━━ DOCUMENT EXTRACT

The Official TSA 3-1-1 Liquid Carry-On Rule
3-ounce containers or smaller of liquids, gels, creams, pastes & aerosols
All liquids, gels, creams, pastes & aerosols carried onto a plane by passengers must be in containers that are 3-ounces or smaller in size.
1 quart-size, clear plastic, zip-top bag holding all 3-ounce or smaller containers
All 3-ounce containers of liquid, gel, cream or paste must fit into a single quart-size,
clear plastic, zip-top bag, which limits the amount each passenger can bring.
1 bag per traveler allowed to be carried onto the airplane
Each passenger can carry only one quart-size bag on to the plane. The bag will be
placed in a security bin for easier x-ray screening at security checkpoints.
Future changes to rules:
TSA to relax rules on liquids
The federal Transportation Security Administration will ease restrictions on liquid carry-on items at major U.S. airports next year and lift them altogether by 2010, according to the agency's top executive.
Writing at www.tsa.gov/blog, TSA Administrator Kip Hawley said that new advanced technology, or "AT," X-ray equipment should be in major airports by next fall. That will allow size restrictions on carry-on liquids to be lifted, although passengers will still have to place them in a separate bin.
By late 2010, travelers will be able to keep non-hazardous fluids in any size container enclosed in their carry-on bags while passing through security.
"When it comes to liquids, everybody involved with checkpoint operations -- passengers, airlines, airports and TSA employees -- agrees there has to be a better way," Hawley wrote.

━━━━
━━ DATASET ENTRIES

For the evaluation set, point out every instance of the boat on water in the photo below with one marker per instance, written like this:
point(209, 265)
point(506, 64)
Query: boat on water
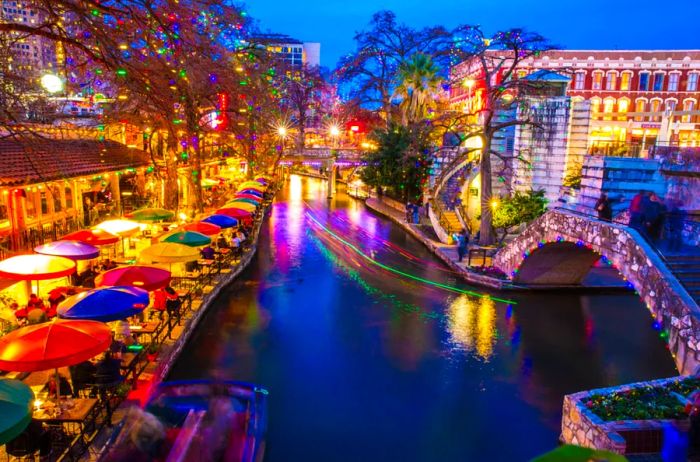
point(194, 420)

━━━━

WHAT THE EXERCISE ASKS: Transcribe everything in the TSA liquids text from "The Official TSA" down to "at security checkpoints.". None of the records have anything to do with the TSA liquids text.

EXERCISE OUTPUT:
The Official TSA 3-1-1 Liquid Carry-On Rule
3-ounce containers or smaller of liquids, gels, creams, pastes & aerosols
All liquids, gels, creams, pastes & aerosols carried onto a plane by passengers must be in containers that are 3-ounces or smaller in size.
1 quart-size, clear plastic, zip-top bag holding all 3-ounce or smaller containers
All 3-ounce containers of liquid, gel, cream or paste must fit into a single quart-size,
clear plastic, zip-top bag, which limits the amount each passenger can bring.
1 bag per traveler allowed to be carried onto the airplane
Each passenger can carry only one quart-size bag on to the plane. The bag will be
placed in a security bin for easier x-ray screening at security checkpoints.